— How to complete this task —
Print every record below exactly, minus the pictures.

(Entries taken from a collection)
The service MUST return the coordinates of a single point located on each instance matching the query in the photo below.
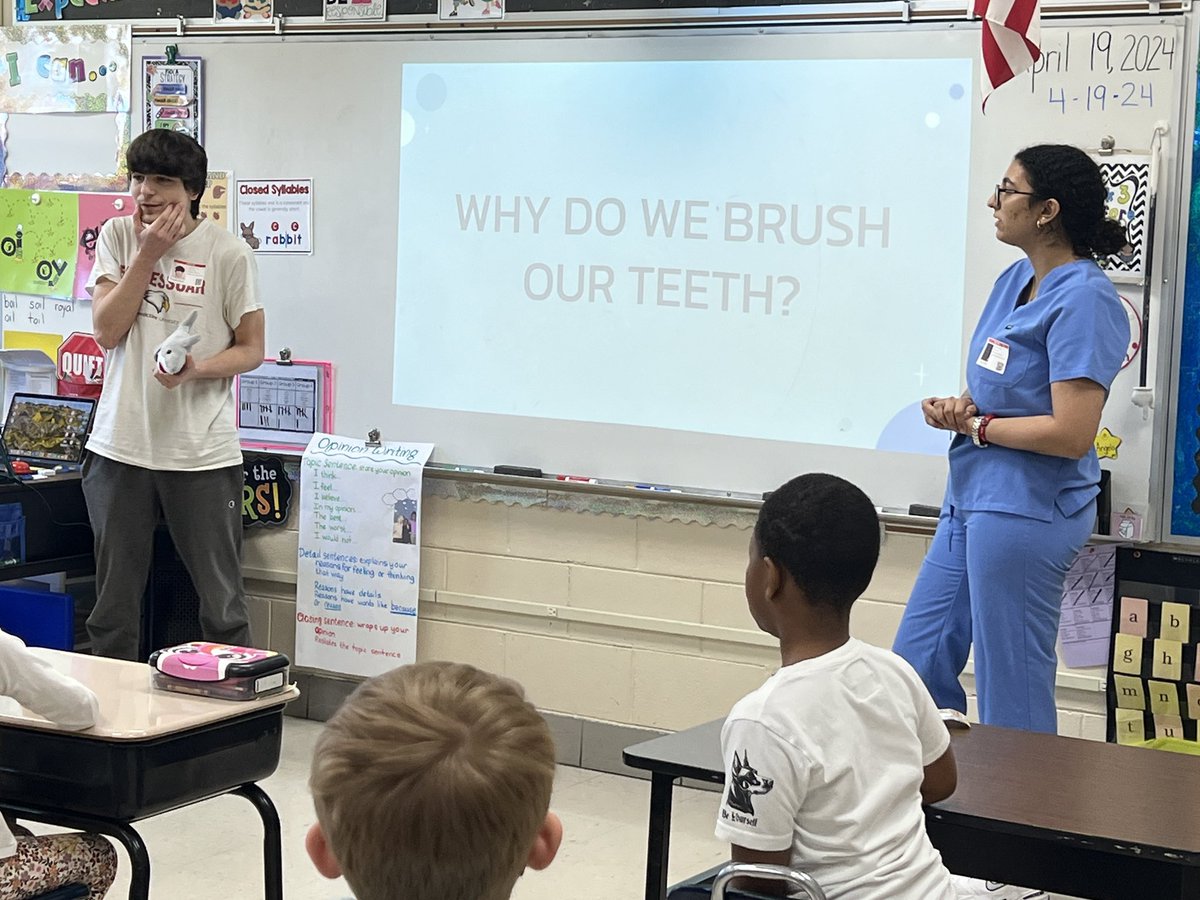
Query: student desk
(1066, 815)
(150, 751)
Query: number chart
(282, 403)
(1153, 683)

— Result for this exercise —
The service MUST return the coordinates of a single point located on each instance matching the query in the photo below.
Query: student desk
(1066, 815)
(150, 751)
Query: number chart
(282, 403)
(1153, 683)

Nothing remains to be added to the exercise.